* **WORK TO COMPLETE**: Would you retype every line below without changing anything?

* **INFORMATION**:
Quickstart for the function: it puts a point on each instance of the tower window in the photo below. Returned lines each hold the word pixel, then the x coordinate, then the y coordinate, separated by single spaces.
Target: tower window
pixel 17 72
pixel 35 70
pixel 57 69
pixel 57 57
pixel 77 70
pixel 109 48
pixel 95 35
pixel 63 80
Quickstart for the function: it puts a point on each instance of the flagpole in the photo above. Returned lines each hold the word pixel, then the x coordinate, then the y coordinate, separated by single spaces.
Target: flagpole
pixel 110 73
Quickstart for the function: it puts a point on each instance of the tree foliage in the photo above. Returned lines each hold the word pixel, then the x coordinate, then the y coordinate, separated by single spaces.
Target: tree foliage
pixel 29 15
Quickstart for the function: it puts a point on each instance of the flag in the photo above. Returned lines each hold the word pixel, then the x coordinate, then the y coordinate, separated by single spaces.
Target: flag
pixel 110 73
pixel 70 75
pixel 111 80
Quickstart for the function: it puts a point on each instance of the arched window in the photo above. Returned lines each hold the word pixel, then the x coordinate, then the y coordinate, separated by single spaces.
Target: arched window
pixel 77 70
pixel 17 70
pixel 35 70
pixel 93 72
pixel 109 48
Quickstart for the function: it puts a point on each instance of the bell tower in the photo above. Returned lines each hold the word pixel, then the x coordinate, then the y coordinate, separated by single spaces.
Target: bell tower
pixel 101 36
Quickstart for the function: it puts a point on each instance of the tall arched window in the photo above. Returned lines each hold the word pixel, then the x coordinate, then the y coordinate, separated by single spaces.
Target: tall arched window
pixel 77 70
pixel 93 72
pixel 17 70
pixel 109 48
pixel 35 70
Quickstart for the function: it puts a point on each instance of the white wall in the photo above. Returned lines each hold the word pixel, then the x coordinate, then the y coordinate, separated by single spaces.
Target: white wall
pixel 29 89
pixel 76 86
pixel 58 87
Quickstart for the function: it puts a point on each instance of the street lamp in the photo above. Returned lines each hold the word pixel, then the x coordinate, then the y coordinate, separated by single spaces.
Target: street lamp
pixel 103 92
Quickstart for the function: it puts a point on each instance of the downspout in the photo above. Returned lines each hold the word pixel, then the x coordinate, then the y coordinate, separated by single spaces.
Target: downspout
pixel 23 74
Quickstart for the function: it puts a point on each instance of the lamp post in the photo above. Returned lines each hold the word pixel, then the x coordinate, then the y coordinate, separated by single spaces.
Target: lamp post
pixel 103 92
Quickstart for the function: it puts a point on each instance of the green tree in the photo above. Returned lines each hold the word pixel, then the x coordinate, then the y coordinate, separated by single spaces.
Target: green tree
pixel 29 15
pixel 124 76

* **ANSWER TO THE EXERCISE**:
Quickstart for the function: it puts a point on each instance of the tower window in the photo below. Returned lines each hold the word pixel, then the x coordinate, then the y coordinate, separated by single spaces.
Target: tower window
pixel 17 72
pixel 35 70
pixel 57 69
pixel 57 57
pixel 77 70
pixel 109 48
pixel 95 35
pixel 63 80
Quickstart for the function: it puts a point on each instance of the flagpole in the photo above. Returned lines each hold the word pixel, then the x coordinate, then the y coordinate, separated by single spaces.
Target: flagpole
pixel 110 73
Quickstart for the function: it puts a point on each instance of the tree foliage in the photo above. Returned lines each hold the word pixel, then the x coordinate, then the y coordinate, separated by single spaces.
Target: tree foliage
pixel 29 15
Quickstart for the function: it puts a point on each instance of the flag in the photo above. Returned lines each hold the word pixel, then the x coordinate, then the y coordinate, separated by single spaces.
Target: flag
pixel 110 73
pixel 70 75
pixel 111 80
Quickstart for the function: it puts a point on each instance of the arched window in the photo above. Returned lines each hold the word pixel, then the x coordinate, then the y coordinate, separated by single spaces.
Target: arched window
pixel 77 70
pixel 17 70
pixel 35 70
pixel 93 72
pixel 109 48
Quickstart for the function: it puts a point on each instance of the bell tower in the photo above. Returned lines each hold the word pixel, then the x coordinate, then the y coordinate, separated by single spaces.
Target: bell tower
pixel 101 36
Quickstart for the function: it puts a point on each instance of the tall arched window in the photo above. Returned lines each hold the word pixel, then the x coordinate, then the y coordinate, separated by single spaces.
Target: tall arched window
pixel 77 70
pixel 93 72
pixel 17 70
pixel 109 48
pixel 35 70
Quickstart for the function: it puts a point on each instance of the white wall in the photo above. Returned lines each hold the word pixel, then the x coordinate, then the y coordinate, separated by single spaces.
Target: white wall
pixel 29 89
pixel 76 86
pixel 58 87
Quickstart for the function: it puts a point on each instance of the street lamp in the photo above. Returned lines each hold the word pixel, then the x coordinate, then the y coordinate, separated by single spaces.
Target: street lamp
pixel 103 92
Quickstart for the function: it puts a point on each instance of the downspout in the photo above. Returned lines each hold the word pixel, then the x coordinate, then the y coordinate, separated by single spaces.
Target: downspout
pixel 23 74
Quickstart for the function: it puts a point on each instance of the lamp post in the photo above. Returned lines each hold the word pixel, then the x coordinate, then the y coordinate, separated by single spaces.
Target: lamp post
pixel 103 92
Quickstart for the function: it puts a point on each instance of the green tree in the photo above. Returned lines each hold the word pixel, then the x coordinate, then the y coordinate, separated by single spaces.
Target: green tree
pixel 29 15
pixel 124 76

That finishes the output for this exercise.